***** DOCUMENT EXTRACT *****
CBRE’s Megan Burke discusses the trends that are shaping office spaces and shares some advice for companies around the new ways of working.
With the flexible working model continuing to grow, many companies are seeking offices that they can use on flexible terms in order to remain adaptable. These spaces have had to evolve in line with new trends.
Megan Burke leads the Dublin-based flexible offices brokerage team in CBRE, a global commercial real estate business.
She said the main trend driving this flexible way of working is uncertainty. “Agility for businesses has become really important in the midst of global ambiguity,” she said.
“Major corporates around the world are still trying to determine their ‘back to work’ policies. Are employees returning to the office? Are they working remotely part time? How is the overall economy likely to perform and how will this impact headcounts? This is accelerating the trend towards more flexible real-estate solutions.”
As well as increase in the use of flexible office spaces in general, Burke said the way these spaces are designed has also changed.
***** RECORDS *****
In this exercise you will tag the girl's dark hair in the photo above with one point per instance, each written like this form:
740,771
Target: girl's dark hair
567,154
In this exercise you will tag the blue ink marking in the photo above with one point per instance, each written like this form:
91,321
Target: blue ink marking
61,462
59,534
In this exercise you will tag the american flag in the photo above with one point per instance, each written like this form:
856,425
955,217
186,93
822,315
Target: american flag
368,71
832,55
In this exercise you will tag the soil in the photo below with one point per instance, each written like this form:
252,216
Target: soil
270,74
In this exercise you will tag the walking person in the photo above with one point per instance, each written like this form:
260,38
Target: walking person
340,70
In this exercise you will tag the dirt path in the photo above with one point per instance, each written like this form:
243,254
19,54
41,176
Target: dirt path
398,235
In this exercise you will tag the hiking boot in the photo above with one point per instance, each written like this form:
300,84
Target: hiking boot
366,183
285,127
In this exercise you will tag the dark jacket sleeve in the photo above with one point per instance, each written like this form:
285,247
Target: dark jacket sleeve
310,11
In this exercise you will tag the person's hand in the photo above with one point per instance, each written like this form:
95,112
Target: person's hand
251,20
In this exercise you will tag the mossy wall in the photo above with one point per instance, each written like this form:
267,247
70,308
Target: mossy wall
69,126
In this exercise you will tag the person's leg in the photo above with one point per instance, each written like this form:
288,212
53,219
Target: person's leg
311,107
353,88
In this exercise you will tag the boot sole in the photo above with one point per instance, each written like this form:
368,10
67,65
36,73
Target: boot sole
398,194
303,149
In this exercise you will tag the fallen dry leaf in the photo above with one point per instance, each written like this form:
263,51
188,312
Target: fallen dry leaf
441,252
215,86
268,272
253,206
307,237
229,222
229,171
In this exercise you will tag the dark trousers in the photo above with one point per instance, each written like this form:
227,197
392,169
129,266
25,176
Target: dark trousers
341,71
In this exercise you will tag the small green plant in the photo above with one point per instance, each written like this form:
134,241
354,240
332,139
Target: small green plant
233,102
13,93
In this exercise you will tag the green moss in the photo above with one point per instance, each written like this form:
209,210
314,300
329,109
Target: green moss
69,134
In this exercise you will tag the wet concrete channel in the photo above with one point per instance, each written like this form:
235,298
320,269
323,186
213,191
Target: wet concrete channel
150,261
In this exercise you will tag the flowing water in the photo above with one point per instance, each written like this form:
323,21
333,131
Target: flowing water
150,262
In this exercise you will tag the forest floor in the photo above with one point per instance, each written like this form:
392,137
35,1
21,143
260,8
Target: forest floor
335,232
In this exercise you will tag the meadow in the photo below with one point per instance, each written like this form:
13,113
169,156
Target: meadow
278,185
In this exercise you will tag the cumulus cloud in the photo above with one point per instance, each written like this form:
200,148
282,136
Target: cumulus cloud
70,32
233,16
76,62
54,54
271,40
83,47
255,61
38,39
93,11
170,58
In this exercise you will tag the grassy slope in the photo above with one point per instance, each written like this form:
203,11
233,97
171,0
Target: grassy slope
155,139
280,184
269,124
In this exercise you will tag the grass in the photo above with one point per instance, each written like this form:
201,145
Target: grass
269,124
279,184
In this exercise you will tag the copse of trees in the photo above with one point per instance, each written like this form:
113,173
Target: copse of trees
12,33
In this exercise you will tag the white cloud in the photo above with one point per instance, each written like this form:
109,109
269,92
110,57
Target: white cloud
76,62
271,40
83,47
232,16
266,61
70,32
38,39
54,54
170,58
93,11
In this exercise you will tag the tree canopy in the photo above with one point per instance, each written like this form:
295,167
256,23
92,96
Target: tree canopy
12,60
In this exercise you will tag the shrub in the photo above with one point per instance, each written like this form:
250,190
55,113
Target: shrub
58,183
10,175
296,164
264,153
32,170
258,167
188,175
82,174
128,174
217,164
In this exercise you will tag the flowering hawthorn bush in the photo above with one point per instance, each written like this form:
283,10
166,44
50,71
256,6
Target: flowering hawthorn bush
*****
## TASKS AND EXERCISES
[1] In the flexible-office article, which team does Megan Burke lead at CBRE?
[2] Please translate this sentence from the flexible-office article into Spanish: "She said the main trend driving this flexible way of working is uncertainty."

## ANSWERS IN ORDER
[1] She leads the Dublin-based flexible offices brokerage team.

[2] Ella dijo que la principal tendencia que impulsa esta forma flexible de trabajar es la incertidumbre.